**Aufgabenstellung**
Geben Sie die folgenden Zeilen als JSON-Liste von Zeichenketten wieder, je ein Eintrag pro Zeile und ohne Leerzeilen. Nehmen Sie die Bilder nicht in die Antwort auf.

··· Bereitgestellte Daten ···

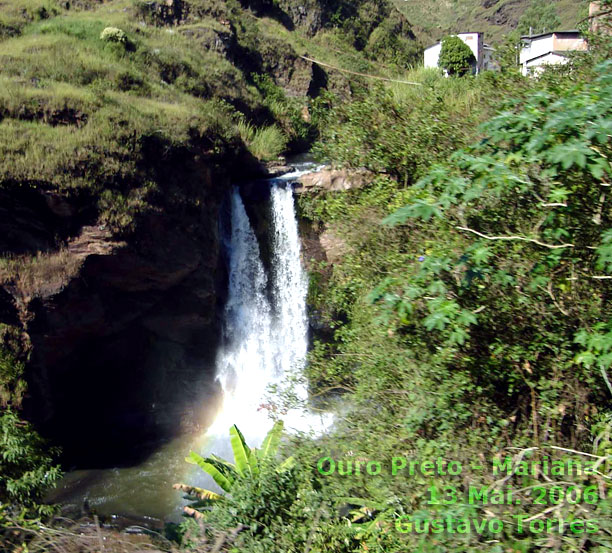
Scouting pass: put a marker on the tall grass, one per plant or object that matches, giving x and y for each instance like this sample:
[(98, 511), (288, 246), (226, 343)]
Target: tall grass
[(266, 143)]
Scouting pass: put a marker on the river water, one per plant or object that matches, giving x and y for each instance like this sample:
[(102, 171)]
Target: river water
[(264, 346)]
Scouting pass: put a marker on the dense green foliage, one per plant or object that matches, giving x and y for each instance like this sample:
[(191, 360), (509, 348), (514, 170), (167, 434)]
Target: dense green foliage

···

**Antwort**
[
  "Scouting pass: put a marker on the tall grass, one per plant or object that matches, giving x and y for each instance like this sample:",
  "[(98, 511), (288, 246), (226, 343)]",
  "Target: tall grass",
  "[(266, 143)]",
  "Scouting pass: put a marker on the river water, one per plant or object that matches, giving x and y for each instance like this sample:",
  "[(102, 171)]",
  "Target: river water",
  "[(264, 346)]",
  "Scouting pass: put a marker on the dense green foliage, one per plant or object that matches, giving x and y for each instance like this sample:",
  "[(191, 360), (509, 348), (514, 170), (167, 434)]",
  "Target: dense green foliage"
]